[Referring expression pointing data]
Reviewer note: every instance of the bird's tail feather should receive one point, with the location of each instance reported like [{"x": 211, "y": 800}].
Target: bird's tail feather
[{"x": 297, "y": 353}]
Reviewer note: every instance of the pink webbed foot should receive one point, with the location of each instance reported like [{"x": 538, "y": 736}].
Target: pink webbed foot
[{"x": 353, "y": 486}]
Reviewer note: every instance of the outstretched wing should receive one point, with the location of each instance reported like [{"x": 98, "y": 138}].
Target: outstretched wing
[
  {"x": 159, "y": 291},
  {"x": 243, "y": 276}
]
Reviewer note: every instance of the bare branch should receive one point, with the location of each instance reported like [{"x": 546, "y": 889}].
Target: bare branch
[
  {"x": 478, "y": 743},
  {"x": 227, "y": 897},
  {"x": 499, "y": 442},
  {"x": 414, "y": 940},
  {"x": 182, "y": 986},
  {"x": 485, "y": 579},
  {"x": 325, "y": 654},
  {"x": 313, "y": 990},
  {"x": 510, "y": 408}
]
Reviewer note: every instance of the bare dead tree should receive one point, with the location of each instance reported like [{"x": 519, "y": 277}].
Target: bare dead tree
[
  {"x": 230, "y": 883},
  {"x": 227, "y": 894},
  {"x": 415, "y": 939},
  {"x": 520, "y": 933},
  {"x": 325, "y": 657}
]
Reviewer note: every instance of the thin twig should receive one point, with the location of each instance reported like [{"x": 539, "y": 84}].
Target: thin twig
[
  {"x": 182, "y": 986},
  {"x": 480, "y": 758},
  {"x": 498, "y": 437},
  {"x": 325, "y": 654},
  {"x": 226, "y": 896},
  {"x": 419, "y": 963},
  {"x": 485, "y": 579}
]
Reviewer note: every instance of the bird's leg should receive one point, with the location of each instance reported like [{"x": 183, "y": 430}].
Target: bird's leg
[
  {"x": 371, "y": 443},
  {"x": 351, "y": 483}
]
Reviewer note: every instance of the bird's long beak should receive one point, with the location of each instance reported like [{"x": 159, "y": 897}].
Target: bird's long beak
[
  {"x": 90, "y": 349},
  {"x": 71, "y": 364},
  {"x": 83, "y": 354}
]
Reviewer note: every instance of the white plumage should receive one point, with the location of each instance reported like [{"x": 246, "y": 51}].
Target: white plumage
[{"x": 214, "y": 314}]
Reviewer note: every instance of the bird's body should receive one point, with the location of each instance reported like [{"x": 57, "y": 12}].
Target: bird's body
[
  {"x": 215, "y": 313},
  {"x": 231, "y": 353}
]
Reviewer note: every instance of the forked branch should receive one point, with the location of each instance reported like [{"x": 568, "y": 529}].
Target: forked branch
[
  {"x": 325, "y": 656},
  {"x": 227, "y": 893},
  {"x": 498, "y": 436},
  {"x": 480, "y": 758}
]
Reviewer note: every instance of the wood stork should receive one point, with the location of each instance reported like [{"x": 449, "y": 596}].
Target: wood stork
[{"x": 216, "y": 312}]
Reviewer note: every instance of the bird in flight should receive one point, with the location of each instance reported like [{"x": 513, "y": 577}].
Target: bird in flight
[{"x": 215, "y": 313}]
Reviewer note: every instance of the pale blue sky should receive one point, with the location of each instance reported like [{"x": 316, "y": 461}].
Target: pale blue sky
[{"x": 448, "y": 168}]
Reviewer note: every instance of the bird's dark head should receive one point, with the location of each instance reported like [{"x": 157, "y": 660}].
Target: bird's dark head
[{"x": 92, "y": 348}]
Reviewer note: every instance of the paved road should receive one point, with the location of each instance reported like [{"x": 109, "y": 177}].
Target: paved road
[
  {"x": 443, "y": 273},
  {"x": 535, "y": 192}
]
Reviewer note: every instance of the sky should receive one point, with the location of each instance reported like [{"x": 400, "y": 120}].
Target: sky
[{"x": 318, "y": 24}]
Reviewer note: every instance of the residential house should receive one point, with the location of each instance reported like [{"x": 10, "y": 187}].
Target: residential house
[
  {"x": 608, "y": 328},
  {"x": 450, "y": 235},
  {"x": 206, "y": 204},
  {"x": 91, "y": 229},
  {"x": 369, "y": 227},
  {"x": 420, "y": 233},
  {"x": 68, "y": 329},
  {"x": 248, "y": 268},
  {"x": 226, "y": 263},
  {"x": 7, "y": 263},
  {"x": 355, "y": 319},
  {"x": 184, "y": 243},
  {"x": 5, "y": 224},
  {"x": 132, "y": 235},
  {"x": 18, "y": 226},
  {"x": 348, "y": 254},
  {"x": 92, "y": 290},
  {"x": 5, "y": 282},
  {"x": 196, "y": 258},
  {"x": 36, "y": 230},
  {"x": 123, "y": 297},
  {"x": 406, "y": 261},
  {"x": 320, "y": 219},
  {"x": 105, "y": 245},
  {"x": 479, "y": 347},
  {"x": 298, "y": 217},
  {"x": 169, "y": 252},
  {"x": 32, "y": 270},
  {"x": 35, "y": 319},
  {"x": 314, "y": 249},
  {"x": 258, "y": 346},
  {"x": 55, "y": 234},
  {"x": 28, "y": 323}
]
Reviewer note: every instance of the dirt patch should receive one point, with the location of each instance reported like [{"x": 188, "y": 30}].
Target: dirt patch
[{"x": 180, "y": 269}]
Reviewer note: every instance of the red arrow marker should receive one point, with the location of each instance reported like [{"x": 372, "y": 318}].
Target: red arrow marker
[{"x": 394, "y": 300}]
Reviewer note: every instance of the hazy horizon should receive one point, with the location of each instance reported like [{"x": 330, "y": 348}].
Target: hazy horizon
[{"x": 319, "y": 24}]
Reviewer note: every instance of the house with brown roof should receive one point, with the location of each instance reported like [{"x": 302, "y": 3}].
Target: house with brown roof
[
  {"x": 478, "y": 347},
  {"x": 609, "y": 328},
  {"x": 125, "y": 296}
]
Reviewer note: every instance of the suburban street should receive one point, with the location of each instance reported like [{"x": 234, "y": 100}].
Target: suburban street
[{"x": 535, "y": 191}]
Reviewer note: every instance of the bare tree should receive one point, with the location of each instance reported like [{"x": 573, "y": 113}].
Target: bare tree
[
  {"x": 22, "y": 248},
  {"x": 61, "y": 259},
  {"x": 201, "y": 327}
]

• [Your objective] Repeat every line of the data word for word until you have repeated the line that contains "Reviewer note: every instance of the thin", which is the last one to include.

• [Solution]
Reviewer note: every instance of the bird's tail feather should receive one point, with the location of each instance reported like [{"x": 211, "y": 800}].
Target: bird's tail feather
[{"x": 297, "y": 353}]
Reviewer note: every instance of the pink webbed foot should receive one point, with the location of each instance reported like [{"x": 538, "y": 736}].
Target: pink webbed foot
[{"x": 353, "y": 486}]
Reviewer note: every instance of the outstretched wing should receive one point, with the location of each instance reported like [{"x": 98, "y": 138}].
Target: outstretched wing
[
  {"x": 159, "y": 291},
  {"x": 243, "y": 276}
]
Reviewer note: every instance of the bare branch should receive one point, with the location of each instance reported like [{"x": 546, "y": 889}].
Target: bare branch
[
  {"x": 478, "y": 743},
  {"x": 227, "y": 897},
  {"x": 499, "y": 442},
  {"x": 414, "y": 940},
  {"x": 182, "y": 986},
  {"x": 485, "y": 579},
  {"x": 325, "y": 654},
  {"x": 313, "y": 990},
  {"x": 510, "y": 408}
]
Reviewer note: every instance of the bare dead tree should receive one point, with the location of each instance reported like [{"x": 519, "y": 277}].
Target: bare dead tree
[
  {"x": 230, "y": 883},
  {"x": 227, "y": 894},
  {"x": 415, "y": 939},
  {"x": 520, "y": 933},
  {"x": 325, "y": 657}
]
Reviewer note: every instance of the thin twig should receive one point, with the location of each instance reported like [{"x": 539, "y": 84}].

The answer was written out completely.